> **抜粋**
▼▼▼
ただ、死刑制度とは国家が人の命を奪うことを公的に認めている制度である、ということは客観的な事実です。過去の大戦や、現在も世界各地で起きている戦争や紛争を引き合いに出すまでもなく、人類は「人が人を殺す」という幾多の悲惨な歴史を繰り返してきました。その反省のうえに、人が人を殺すことを減らすという理想に向けて、国際社会や多くの人たちが努力を積み重ねてきました。
そうした理想に向かう努力は、国家間の争いであっても、人と人とのいさかいであって同じことだと思います。その点から考えると、死刑制度も「人が人を殺す」という行為であり、国家としてこの制度を続けているのであれば、主権者である私たちも、その行為に加わっているといえます。死刑制度の賛否を考えるにあたって、「当事者意識」を少しでも持つことが重要ではないでしょうか。
しかし、そのような当事者意識を持つのは、とても難しいことだと思います。なぜなら、日本では死刑囚の日常や死刑執行の実態など、死刑制度に関する情報の大部分が公開されておらず、考えるにも判断材料がきわめて乏しいからです。その中では、死刑制度の賛否を判断するには感情や価値観に基づかざるを得ず、両者の意見がかみ合わないまま、多くの人は考えるのをやめてしまうのが現状だと思います。
▲▲▲
> **元データ**
▼▼▼
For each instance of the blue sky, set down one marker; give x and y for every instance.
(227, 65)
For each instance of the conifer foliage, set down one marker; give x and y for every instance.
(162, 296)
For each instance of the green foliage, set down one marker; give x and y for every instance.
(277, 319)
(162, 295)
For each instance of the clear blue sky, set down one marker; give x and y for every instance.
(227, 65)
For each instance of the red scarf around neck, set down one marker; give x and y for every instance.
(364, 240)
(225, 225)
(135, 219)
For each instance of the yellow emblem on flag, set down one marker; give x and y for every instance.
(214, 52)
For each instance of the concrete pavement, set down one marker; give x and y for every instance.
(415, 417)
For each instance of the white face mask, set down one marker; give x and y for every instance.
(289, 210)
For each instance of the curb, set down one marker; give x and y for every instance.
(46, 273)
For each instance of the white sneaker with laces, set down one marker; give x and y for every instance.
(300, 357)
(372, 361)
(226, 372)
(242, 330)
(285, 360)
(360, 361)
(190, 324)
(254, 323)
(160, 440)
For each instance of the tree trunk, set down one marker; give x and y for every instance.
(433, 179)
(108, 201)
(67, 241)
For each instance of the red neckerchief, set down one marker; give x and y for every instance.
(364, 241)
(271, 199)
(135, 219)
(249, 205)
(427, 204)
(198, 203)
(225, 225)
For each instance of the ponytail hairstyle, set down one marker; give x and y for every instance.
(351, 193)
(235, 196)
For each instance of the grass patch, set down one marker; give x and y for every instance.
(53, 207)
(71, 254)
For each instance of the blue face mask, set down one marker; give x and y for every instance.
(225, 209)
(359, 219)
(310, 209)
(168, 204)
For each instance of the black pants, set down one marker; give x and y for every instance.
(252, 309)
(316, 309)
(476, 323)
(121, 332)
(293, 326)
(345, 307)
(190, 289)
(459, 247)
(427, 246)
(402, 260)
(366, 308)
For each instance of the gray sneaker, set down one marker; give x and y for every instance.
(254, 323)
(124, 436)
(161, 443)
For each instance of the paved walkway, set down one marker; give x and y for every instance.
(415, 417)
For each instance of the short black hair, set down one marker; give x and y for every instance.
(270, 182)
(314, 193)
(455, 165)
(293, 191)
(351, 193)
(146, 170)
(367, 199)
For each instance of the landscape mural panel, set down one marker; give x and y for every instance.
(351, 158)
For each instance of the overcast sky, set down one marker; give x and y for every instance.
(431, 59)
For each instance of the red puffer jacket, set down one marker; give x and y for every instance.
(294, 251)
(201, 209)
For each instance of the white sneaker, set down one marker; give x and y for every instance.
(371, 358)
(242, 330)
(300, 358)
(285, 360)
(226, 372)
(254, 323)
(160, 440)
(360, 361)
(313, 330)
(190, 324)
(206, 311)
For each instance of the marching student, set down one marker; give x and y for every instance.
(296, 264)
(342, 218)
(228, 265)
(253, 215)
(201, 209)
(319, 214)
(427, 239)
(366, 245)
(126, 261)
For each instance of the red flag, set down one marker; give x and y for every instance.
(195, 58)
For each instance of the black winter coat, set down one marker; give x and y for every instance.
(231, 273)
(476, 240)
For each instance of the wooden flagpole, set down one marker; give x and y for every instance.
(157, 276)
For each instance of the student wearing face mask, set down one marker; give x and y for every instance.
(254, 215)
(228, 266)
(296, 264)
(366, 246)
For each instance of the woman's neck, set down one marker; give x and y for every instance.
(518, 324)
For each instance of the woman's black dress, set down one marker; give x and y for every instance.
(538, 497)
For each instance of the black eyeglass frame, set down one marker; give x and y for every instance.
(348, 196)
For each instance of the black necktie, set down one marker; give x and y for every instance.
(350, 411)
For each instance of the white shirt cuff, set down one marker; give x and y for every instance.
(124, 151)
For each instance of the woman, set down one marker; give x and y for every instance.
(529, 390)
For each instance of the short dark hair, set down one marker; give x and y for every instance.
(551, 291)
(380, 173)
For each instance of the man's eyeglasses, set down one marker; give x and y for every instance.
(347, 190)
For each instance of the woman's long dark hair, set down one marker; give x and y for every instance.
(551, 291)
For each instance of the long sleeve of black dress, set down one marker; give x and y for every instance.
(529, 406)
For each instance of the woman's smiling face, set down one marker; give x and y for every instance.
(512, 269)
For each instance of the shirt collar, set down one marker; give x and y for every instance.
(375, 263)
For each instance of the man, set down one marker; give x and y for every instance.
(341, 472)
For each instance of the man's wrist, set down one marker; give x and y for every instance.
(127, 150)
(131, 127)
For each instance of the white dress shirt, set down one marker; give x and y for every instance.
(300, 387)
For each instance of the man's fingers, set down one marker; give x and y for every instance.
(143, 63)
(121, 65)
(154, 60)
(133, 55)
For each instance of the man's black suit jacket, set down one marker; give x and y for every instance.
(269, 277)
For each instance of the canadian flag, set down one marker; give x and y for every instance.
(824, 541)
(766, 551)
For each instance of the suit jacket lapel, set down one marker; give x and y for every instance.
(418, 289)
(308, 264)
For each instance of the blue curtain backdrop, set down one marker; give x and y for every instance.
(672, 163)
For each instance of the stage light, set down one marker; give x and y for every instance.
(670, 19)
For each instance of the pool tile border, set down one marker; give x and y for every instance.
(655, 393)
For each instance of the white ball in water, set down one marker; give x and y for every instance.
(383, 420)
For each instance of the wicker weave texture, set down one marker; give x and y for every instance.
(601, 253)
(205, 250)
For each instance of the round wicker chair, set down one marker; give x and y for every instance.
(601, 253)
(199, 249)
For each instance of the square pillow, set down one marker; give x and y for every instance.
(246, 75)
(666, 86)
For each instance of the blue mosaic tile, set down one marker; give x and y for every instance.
▲▲▲
> **課題**
死刑制度についての抜粋から、「ただ、死刑制度とは国家が人の」から「とが重要ではないでしょうか。」までを、終わりの語句も含めて一字も変えずに抜き出してください。

> **解答**
ただ、死刑制度とは国家が人の命を奪うことを公的に認めている制度である、ということは客観的な事実です。過去の大戦や、現在も世界各地で起きている戦争や紛争を引き合いに出すまでもなく、人類は「人が人を殺す」という幾多の悲惨な歴史を繰り返してきました。その反省のうえに、人が人を殺すことを減らすという理想に向けて、国際社会や多くの人たちが努力を積み重ねてきました。
そうした理想に向かう努力は、国家間の争いであっても、人と人とのいさかいであって同じことだと思います。その点から考えると、死刑制度も「人が人を殺す」という行為であり、国家としてこの制度を続けているのであれば、主権者である私たちも、その行為に加わっているといえます。死刑制度の賛否を考えるにあたって、「当事者意識」を少しでも持つことが重要ではないでしょうか。